What the task asks. Lay out the data below, from its start through the line containing "x=410 y=582", as a two-column CSV with the headers instruction and points. Each instruction and the points that follow it form one row, with each value in a single quoted field and any line breaks replaced by spaces.

····················

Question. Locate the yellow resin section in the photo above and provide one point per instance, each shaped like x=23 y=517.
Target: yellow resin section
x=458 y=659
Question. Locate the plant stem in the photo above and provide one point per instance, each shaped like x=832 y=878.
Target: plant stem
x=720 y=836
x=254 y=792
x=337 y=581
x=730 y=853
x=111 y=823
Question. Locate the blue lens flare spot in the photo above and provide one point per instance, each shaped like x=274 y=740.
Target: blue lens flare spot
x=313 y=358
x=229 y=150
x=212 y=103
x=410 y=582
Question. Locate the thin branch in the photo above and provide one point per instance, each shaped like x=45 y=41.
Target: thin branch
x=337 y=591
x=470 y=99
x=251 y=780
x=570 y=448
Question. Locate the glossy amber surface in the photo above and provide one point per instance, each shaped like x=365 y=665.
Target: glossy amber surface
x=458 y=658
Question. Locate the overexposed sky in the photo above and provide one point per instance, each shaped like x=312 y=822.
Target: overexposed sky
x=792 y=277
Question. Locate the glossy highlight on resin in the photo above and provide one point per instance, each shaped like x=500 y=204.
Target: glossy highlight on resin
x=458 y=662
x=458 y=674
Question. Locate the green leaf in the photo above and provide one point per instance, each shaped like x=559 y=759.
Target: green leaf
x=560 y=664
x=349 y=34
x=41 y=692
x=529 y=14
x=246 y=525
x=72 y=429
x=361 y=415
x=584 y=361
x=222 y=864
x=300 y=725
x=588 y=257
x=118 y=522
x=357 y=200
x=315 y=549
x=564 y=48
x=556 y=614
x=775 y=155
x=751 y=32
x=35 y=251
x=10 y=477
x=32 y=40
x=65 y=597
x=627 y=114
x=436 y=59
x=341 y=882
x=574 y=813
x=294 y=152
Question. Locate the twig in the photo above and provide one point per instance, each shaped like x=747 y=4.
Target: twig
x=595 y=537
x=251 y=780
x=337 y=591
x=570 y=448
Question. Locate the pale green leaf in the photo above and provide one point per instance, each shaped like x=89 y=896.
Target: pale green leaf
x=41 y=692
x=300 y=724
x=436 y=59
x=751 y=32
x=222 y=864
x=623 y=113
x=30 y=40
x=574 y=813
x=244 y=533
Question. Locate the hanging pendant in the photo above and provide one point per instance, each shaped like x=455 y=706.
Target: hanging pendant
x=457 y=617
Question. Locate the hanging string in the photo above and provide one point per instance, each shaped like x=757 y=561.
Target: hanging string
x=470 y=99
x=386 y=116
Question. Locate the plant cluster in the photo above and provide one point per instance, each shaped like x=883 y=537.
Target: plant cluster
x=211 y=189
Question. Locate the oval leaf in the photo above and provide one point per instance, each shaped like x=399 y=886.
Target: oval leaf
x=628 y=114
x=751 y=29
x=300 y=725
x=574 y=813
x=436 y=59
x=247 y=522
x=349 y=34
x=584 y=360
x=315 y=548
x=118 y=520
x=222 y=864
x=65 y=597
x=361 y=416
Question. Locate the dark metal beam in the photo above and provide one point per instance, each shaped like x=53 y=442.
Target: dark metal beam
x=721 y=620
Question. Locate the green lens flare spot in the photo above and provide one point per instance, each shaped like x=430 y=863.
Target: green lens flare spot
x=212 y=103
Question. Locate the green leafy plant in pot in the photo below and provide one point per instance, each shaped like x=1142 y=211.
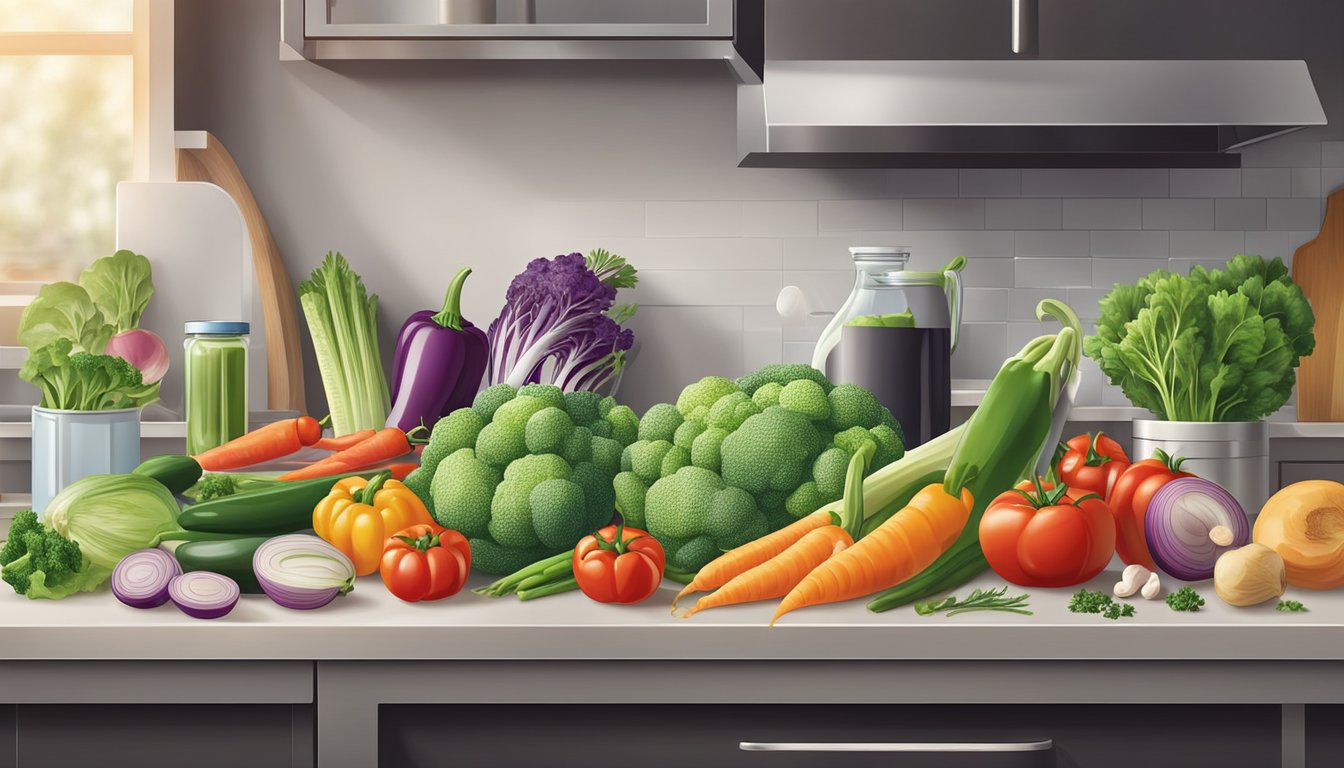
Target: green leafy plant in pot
x=1211 y=354
x=94 y=367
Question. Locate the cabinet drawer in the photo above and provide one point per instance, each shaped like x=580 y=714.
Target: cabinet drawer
x=805 y=736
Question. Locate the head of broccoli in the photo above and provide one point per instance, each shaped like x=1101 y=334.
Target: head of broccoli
x=39 y=562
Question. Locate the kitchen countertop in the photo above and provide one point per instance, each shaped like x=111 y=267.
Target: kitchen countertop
x=368 y=622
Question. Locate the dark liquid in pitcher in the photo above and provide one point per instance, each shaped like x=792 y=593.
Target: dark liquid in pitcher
x=907 y=369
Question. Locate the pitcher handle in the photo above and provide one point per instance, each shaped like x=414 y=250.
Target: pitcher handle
x=952 y=287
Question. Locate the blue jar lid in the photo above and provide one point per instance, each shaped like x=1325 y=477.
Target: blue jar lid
x=218 y=327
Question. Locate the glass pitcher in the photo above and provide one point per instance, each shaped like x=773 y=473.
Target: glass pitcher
x=895 y=335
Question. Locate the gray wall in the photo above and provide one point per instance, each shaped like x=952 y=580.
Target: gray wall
x=415 y=168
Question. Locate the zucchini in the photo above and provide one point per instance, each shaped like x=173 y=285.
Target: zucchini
x=226 y=557
x=281 y=509
x=175 y=472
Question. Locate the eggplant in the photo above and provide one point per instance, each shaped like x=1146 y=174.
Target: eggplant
x=438 y=363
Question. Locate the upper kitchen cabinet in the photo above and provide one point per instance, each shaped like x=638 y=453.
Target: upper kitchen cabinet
x=714 y=30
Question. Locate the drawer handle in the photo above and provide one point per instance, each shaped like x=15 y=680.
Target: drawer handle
x=1039 y=745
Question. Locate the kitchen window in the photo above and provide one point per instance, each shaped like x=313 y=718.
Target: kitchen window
x=75 y=102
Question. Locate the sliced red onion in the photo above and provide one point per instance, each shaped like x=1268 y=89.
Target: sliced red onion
x=203 y=595
x=1180 y=527
x=141 y=579
x=303 y=572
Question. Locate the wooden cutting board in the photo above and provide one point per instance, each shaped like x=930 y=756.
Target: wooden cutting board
x=1319 y=268
x=284 y=358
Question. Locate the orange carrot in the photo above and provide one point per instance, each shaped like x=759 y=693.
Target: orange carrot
x=777 y=576
x=743 y=558
x=346 y=440
x=895 y=550
x=389 y=443
x=272 y=441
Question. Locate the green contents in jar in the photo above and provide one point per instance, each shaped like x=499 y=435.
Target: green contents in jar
x=217 y=392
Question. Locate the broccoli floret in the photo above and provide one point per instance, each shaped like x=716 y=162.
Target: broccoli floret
x=582 y=406
x=695 y=505
x=660 y=423
x=606 y=453
x=625 y=425
x=703 y=393
x=674 y=460
x=647 y=459
x=550 y=394
x=554 y=503
x=452 y=433
x=851 y=405
x=39 y=562
x=782 y=374
x=768 y=394
x=805 y=499
x=547 y=431
x=491 y=398
x=731 y=410
x=828 y=471
x=772 y=451
x=461 y=492
x=629 y=498
x=706 y=449
x=598 y=494
x=687 y=433
x=578 y=445
x=805 y=397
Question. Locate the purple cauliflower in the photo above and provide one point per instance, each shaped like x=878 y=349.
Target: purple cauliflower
x=557 y=324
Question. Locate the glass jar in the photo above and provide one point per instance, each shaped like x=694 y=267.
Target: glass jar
x=215 y=382
x=895 y=335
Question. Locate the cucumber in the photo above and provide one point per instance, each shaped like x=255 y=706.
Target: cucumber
x=175 y=472
x=281 y=509
x=227 y=557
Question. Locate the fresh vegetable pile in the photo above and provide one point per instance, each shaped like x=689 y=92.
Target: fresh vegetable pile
x=1221 y=344
x=85 y=350
x=524 y=472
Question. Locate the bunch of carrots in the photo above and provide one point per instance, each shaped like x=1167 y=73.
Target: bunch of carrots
x=820 y=558
x=350 y=453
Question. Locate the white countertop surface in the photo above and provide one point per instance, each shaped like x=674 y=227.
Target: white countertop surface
x=371 y=624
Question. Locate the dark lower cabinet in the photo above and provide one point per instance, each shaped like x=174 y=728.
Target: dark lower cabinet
x=710 y=736
x=157 y=736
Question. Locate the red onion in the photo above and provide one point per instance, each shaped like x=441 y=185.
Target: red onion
x=203 y=595
x=141 y=349
x=1180 y=519
x=303 y=572
x=141 y=579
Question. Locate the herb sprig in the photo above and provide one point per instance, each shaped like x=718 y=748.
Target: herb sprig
x=979 y=600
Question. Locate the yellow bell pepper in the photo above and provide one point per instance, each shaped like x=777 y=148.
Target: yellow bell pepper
x=359 y=515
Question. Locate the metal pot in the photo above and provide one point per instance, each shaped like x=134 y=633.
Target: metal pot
x=1231 y=453
x=69 y=445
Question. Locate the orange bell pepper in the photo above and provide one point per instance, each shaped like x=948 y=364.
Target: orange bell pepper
x=358 y=515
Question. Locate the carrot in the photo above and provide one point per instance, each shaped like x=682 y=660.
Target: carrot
x=272 y=441
x=777 y=576
x=346 y=440
x=894 y=552
x=386 y=444
x=743 y=558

····················

The answer.
instruction,points
"Question. Locate the yellow resin section in the photo above and provide one point per instance, each shaped like x=23 y=517. Target: yellow resin section","x=458 y=659"
"Question. Locate the plant stem in the photo above and provide one point per instance, each shaped like x=832 y=878. Target: plant stem","x=720 y=836 x=254 y=792 x=337 y=581 x=730 y=853 x=111 y=823"
"Question. Locate the blue lens flare spot in the photo above and provide one point per instance, each shaped like x=274 y=740. Target: blue lens flare spot","x=313 y=358 x=229 y=150 x=212 y=103 x=410 y=582"